DESCRIPTION OF THE TASK: Continue the legal passage on when a seaman's right to maintenance and cure ends, starting right after its last sentence.

DOCUMENT TEXT:
★ ★ ★ ★

As held by the Ninth Circuit Court of Appeals, although evidence of recovery, employment aboard another vessel "is not conclusive[]" on the question of a prior vessel's obligation to furnish maintenance and cure. Martinez, 369 F.2d at 298-99 (noting the "ample authority holding that if the seaman can establish that he had not in fact fully recovered, his return to work does not terminate his right to maintenance and cure from the vessel in whose service he was injured or became ill.") (cited cases omitted). Consideration of whether the seaman was compelled to return to work due to the refusal to furnish maintenance and cure, or whether the employment fell outside of seaman's work, "may affect the weight which the seaman's return to work should be given in determining when the point of maximum recovery was attained[,]" or be relevant for other purposes. Id. at 299. See also Crow, 657 F. Supp. 2d at 1252, 1260-61 ("[W]hen a seaman is 'fit enough to work by his own choice in his accustomed trade, there is no reason to award him maintenance for periods in which his sustenance was provided by others,' if 'such employment is by the seaman's choice and not a result of the original employer's willful failure to perform its maintenance and cure obligations.'") (quoting Dowdle, 809 F.2d at 266) (emphasis added). It remains, however, that "a seaman's return to employment does not invariably and as a matter of law terminate the maintenance and cure obligation of the prior maritime employer." Martinez, 369 F.3d at 298-99. Accord Walsh v. F/V Arctic Baruna I, No. C04-2453-JLR, 2006 U.S. Dist. LEXIS 100434 at *5-8 (W.D. Wash. Aug. 8, 2006) (finding same and concluding: "That Mr. Walsh returned to work and rescheduled his original surgery date of June 2003 is of no consequence. By not processing his claim, Arctic Baruna effectively forced Mr. Walsh back into employment. Arctic Baruna cannot now claim it is exempt of its obligation during this time period.") (citing Martinez, 369 F.2d at 299). The issue of when the obligation of maintenance and cure ends is a question of fact. In re Complaint of Robbins, 575 F. Supp. 584, 587 (W.D. Wash. 1983) ("A seaman's employment on another vessel is evidence that he has fully recovered, but it is not conclusive. A seaman may still show that he has not reached a point of maximum cure despite his employment.") (citing Martinez, 369 F.2d at 299).

★ ★ ★ ★

MATERIAL SUPPLIED:
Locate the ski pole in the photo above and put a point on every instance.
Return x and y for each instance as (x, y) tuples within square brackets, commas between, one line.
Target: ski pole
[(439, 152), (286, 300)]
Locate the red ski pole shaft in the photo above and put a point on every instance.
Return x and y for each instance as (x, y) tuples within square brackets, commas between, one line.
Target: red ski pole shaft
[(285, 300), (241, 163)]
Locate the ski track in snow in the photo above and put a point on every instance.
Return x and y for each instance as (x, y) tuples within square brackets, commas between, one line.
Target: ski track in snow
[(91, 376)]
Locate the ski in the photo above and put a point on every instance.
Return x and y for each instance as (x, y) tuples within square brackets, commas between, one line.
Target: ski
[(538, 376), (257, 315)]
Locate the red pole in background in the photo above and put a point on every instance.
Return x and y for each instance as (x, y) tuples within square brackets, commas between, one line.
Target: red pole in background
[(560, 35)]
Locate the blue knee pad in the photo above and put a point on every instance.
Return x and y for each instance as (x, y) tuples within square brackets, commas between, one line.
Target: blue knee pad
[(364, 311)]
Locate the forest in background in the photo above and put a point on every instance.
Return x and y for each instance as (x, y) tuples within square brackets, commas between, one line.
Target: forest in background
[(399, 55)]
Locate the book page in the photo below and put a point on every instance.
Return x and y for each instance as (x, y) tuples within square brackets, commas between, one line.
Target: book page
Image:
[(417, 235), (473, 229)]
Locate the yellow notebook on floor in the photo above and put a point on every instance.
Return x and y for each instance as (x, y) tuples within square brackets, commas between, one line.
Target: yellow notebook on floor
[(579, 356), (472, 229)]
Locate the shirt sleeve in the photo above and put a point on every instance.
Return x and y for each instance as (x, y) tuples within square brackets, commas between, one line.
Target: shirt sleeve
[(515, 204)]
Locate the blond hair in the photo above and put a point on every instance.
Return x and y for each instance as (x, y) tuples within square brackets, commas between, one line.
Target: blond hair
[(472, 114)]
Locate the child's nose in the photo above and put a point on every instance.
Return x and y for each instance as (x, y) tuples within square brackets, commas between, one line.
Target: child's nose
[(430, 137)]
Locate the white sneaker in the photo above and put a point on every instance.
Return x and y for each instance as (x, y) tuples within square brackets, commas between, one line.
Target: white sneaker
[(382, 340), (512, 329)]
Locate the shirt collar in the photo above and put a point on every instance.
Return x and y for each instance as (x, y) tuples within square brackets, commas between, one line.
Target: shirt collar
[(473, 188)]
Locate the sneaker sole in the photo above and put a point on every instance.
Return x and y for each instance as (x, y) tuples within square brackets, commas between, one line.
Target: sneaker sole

★ ★ ★ ★

RESPONSE TO THIS EXERCISE:
In this case, plaintiff alleges he sustained an injury on the F/V SPICY LADY on July 27, 2010. However, as defendants concede, the payment of maintenance and cure did not commence until August 20, 2012. Other evidence in the record reveals that the initiation of maintenance and cure payments came after plaintiff made a demand (see Dkt. 38, Ex. A (May 31, 2012 letter from counsel for defendants responding to demand letter)), and was followed shortly thereafter by the filing of this lawsuit (see Dkt. 1 (complaint filed September 25, 2012)).
Plaintiff's employment on other vessels during the time period in which he received maintenance from defendants is certainly a relevant factor in the Court's consideration of plaintiff's claims. See, e.g., In re Complaint of Robbins, 575 F. Supp. at 587 (finding seaman eligible for maintenance "except for those periods when he was given food and lodging at no cost to himself[,]" including "the time he spent fishing (where his room and board were provided by the operator of those ships[)].") However, the mere fact of that employment is not conclusive as to the determination of when defendants' obligation to provide maintenance and cure ceased. Martinez, 369 F.2d at 298-99. Also relevant to the Court's consideration is the question of whether plaintiff began that employment of his own volition, or as a result of a failure on defendants' part to provide remedies. Cf. Dowdle, 809 F.2d at 266 ("Dowdle was certified as fit for duty, did not ask for maintenance payments, and employed himself with another shipowner of his own volition.") (emphasis added). The Court further finds insufficient detail provided by the parties on this issue, including confirmation of the precise dates of plaintiff's employment on other vessels.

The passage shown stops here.